# [Task instructions]
Each record must be repeated exactly. None may be dropped.

# [Extracted entries]
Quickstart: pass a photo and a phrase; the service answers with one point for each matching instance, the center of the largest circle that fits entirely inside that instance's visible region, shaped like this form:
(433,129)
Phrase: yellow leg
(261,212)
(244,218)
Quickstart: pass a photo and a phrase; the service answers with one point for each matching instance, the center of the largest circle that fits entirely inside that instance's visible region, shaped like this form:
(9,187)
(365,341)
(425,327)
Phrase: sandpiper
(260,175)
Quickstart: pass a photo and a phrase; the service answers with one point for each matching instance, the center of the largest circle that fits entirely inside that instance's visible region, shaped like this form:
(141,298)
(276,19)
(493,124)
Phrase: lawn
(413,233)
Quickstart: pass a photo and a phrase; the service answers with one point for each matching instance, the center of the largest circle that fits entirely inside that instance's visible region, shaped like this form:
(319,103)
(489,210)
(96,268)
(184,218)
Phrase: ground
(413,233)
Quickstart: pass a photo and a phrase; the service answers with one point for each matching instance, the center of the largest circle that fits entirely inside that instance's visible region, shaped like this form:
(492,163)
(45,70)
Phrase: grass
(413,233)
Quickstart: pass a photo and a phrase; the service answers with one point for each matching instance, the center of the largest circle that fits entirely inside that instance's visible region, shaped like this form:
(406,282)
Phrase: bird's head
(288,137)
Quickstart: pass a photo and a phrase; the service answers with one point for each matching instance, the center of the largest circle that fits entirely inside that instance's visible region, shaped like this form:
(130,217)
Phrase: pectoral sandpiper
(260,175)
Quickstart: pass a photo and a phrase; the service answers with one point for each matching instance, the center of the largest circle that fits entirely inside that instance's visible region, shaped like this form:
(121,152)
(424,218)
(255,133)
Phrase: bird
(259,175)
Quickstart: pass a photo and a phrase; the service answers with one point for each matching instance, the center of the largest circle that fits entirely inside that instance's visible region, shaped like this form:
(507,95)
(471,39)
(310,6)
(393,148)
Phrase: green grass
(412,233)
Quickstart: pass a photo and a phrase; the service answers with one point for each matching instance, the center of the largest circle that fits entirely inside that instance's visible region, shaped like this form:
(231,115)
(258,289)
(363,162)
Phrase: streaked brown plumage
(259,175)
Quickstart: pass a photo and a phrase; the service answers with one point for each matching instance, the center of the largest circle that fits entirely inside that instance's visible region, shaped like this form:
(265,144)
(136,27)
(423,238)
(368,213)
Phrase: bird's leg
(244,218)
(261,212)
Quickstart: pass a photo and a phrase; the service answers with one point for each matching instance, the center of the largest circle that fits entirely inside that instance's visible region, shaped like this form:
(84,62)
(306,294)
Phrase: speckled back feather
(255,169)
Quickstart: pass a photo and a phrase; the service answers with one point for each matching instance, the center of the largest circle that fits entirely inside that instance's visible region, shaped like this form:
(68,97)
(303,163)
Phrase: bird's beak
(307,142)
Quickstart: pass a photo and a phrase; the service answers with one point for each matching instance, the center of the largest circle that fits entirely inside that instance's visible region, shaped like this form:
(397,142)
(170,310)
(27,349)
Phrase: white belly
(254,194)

# [Answer box]
Quickstart: pass a photo and a phrase; the service answers with one point for each matching instance, the center of the largest circle that fits entirely inside that instance's visible region, shaped like this form:
(433,129)
Phrase: yellow leg
(261,212)
(244,218)
Quickstart: pass a photo and a phrase; the service answers with one point for each matching instance, the center of the largest circle that fits entirely inside that instance's visible region, shaped like this form:
(9,187)
(365,341)
(425,327)
Phrase: sandpiper
(260,175)
Quickstart: pass a photo and a phrase; the service answers with one point for each matching instance, the center of the largest circle that fits entirely inside that instance's visible region, shaped like this form:
(141,298)
(276,19)
(493,124)
Phrase: lawn
(413,233)
Quickstart: pass a photo and a phrase; the service answers with one point for each matching instance, the center of the largest circle that fits entirely inside that instance's visible region, shaped like this form:
(319,103)
(489,210)
(96,268)
(184,218)
Phrase: ground
(413,233)
Quickstart: pass a photo and a phrase; the service answers with one point for each matching instance, the center of the largest circle that fits entirely inside that instance's visible region, shaped like this form:
(492,163)
(45,70)
Phrase: grass
(413,233)
Quickstart: pass a photo and a phrase; the service answers with one point for each matching instance, the center of the largest circle that fits entirely inside that instance's visible region, shaped like this form:
(406,282)
Phrase: bird's head
(288,137)
Quickstart: pass a photo and a phrase; the service answers with one point for each matching instance, the center of the largest circle that fits entirely inside that instance's visible region, shaped like this form:
(130,217)
Phrase: pectoral sandpiper
(260,175)
Quickstart: pass a photo and a phrase; the service answers with one point for each matching instance, the center of the largest circle that fits entirely inside that instance's visible region, shaped like this form:
(121,152)
(424,218)
(255,133)
Phrase: bird
(259,175)
Quickstart: pass a photo and a phrase; the service answers with one point for each matching instance, the center of the largest circle that fits entirely inside that instance's visible region, shaped like this form:
(507,95)
(471,39)
(310,6)
(393,148)
Phrase: green grass
(412,233)
Quickstart: pass a photo and a phrase; the service answers with one point for each matching instance, the center of the largest circle that fits entirely inside that instance's visible region, shaped like this form:
(231,115)
(258,289)
(363,162)
Phrase: streaked brown plumage
(259,175)
Quickstart: pass a photo and a phrase; the service answers with one point for each matching instance, the center of the largest circle that fits entirely inside that instance's visible region, shaped like this form:
(265,144)
(136,27)
(423,238)
(368,213)
Phrase: bird's leg
(244,218)
(261,212)
Quickstart: pass a photo and a phrase; the service answers with one point for each matching instance, the center of the largest circle that fits entirely inside that instance's visible region, shaped like this form:
(84,62)
(306,294)
Phrase: speckled back feather
(255,169)
Quickstart: pass a photo and a phrase; the service answers with one point for each matching instance, the center of the largest circle that fits entirely inside that instance's visible region, shaped like this form:
(68,97)
(303,163)
Phrase: bird's beak
(307,142)
Quickstart: pass a photo and a phrase; the service answers with one point for each matching instance, the center of the largest circle that fits entirely inside that instance's visible region, shaped like this form:
(397,142)
(170,310)
(27,349)
Phrase: white belly
(254,194)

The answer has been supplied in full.